▸ **SHORT TASK 1**
Rename "stone pavement" to "paved walkway" in the rows, from the first row down through the line holding "<point>29,336</point>", and give back only those lines, otherwise unchanged.

Begin EXCERPT PROVIDED

By contradiction, assume that \(x\in J(R)\) and \(x\ne 0\). Since \(M-PG(R)\) is a complete graph, \(xM=M\). So \(J(R)M=M\) and by Nakayama’s Lemma [7, Proposition 2.6], we have \(M=0\), a contradiction. \(\square \)

Theorem 2.8

Let \(R\) be a ring and \(M\) be a non-zero \(R\)-module. If \(M-PG(R)\) is empty, then \(M\) is a faithful \(R\)-module and we have \(|U(R)|=1\). Moreover, if \(R\) is an Artinian ring, then \(R\cong {(\mathbb {Z}_2)}^k\) for some positive integer \(k\).

Proof

By Remark 2.5, \(ann(M)=0\) and since \(xM=M\) for every \(x\in U(R)\), we have \(|U(R)|=1\) (so char \(R=2\) and \(J(R)=0\)). If \(R\) is Artinian, then by [7, Theorem 8.7], \(R\cong R_1\times \cdots \times R_k\), where \(R_i\) is a local ring and \(k\) is a positive integer. Suppose that \(m_i\) is a maximal ideal of \(R_i\), for each integer \(i, 1\le i \le k\). Since \(|R_i\backslash m_i|=|U(R_i)|=1\), we have \(|m_i|=1\) and hence \(R_i\cong \mathbb {Z}_2\). Thus \(R\cong {(\mathbb {Z}_2)}^k\). \(\square \)

Theorem 2.9

Let \(R\) be an integral domain and \(M\) be an Artinian module. If \(R\) contains a non-zero element \(x\) such that \(x^k\ne 1\) for each positive integer \(k\), then \(\omega (M-PG(R))=\infty \).

End EXCERPT PROVIDED
Begin ENTRIES SUPPLIED

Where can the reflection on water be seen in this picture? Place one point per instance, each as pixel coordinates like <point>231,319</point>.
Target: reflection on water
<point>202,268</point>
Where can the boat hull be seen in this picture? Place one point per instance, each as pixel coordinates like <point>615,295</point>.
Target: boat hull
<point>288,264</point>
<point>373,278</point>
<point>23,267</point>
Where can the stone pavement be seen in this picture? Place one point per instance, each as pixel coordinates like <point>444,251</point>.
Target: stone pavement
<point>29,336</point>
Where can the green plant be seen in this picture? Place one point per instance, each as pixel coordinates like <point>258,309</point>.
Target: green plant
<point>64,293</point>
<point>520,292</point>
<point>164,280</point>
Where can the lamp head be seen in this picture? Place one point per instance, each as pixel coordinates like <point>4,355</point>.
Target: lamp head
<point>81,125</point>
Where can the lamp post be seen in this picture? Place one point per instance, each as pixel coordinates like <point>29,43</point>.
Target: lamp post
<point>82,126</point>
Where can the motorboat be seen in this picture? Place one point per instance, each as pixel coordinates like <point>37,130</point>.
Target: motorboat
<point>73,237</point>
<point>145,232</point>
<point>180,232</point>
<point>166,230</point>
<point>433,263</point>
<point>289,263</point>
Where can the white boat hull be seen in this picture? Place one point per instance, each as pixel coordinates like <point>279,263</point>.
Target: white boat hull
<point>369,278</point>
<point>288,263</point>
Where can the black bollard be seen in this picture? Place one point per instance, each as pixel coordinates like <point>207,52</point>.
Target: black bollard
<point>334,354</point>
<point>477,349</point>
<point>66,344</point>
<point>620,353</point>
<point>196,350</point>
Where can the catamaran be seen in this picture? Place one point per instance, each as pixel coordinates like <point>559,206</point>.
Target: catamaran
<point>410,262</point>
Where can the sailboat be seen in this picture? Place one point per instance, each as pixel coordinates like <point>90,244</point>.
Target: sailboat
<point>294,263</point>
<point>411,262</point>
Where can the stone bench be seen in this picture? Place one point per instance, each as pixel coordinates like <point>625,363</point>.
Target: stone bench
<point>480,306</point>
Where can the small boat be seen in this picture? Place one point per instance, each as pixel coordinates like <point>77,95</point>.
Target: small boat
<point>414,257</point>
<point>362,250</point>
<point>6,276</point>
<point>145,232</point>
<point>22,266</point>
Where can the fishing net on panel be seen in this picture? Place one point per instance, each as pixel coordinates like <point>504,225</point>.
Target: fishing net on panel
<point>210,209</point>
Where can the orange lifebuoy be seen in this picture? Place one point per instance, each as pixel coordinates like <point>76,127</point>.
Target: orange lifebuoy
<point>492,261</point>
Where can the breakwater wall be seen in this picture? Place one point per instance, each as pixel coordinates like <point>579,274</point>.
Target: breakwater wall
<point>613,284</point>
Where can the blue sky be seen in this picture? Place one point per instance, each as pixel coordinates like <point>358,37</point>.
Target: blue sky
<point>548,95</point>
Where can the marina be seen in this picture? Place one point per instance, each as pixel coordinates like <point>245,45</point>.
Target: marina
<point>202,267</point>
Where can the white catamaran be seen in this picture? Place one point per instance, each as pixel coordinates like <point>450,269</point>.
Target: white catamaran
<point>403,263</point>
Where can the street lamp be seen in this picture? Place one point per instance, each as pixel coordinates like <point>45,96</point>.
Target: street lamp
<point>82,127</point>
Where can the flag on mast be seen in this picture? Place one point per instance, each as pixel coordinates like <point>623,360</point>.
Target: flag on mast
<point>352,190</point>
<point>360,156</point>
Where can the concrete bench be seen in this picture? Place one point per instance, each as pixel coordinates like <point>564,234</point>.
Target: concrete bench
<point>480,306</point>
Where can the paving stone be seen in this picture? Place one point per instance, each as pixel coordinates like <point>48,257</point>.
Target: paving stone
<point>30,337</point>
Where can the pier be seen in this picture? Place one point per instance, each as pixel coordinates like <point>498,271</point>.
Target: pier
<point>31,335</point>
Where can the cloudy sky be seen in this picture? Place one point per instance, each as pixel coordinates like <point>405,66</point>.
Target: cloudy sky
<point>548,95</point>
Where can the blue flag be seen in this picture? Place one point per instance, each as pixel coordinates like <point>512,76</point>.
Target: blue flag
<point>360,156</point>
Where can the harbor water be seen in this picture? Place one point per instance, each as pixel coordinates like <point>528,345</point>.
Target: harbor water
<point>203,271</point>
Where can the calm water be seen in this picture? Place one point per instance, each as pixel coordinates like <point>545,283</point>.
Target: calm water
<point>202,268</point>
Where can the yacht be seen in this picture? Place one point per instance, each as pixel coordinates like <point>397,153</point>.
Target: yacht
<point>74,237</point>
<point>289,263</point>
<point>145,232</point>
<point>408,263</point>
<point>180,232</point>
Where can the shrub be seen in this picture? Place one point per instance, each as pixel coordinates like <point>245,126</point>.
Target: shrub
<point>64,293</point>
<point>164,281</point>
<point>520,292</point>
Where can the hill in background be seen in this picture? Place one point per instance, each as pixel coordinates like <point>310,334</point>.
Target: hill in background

End ENTRIES SUPPLIED

▸ **SHORT TASK 2**
Summarize the excerpt on M-PG(R) in three sentences.

▸ **WRITTEN SOLUTION 1**
Where can the reflection on water be seen in this picture? Place one point per instance, each as pixel coordinates like <point>231,319</point>.
Target: reflection on water
<point>202,268</point>
Where can the boat hull be seen in this picture? Place one point per instance, each as pixel coordinates like <point>615,295</point>.
Target: boat hull
<point>288,264</point>
<point>373,278</point>
<point>23,267</point>
Where can the paved walkway be seen in this picture? Place one point per instance, each as pixel coordinates like <point>444,251</point>.
Target: paved walkway
<point>29,336</point>

▸ **WRITTEN SOLUTION 2**
The excerpt opens with the end of a proof by contradiction: a non-zero x in J(R) would give J(R)M=M when M-PG(R) is a complete graph, and Nakayama's Lemma would then force M=0. Theorem 2.8 states that if M-PG(R) is empty for a non-zero R-module M, then M is faithful and |U(R)|=1, and an Artinian R is isomorphic to (ℤ₂)^k; its proof splits R into local rings that are each isomorphic to ℤ₂. Theorem 2.9 states that if R is an integral domain, M is an Artinian module, and R has a non-zero element x with x^k≠1 for every positive integer k, then ω(M-PG(R)) is infinite.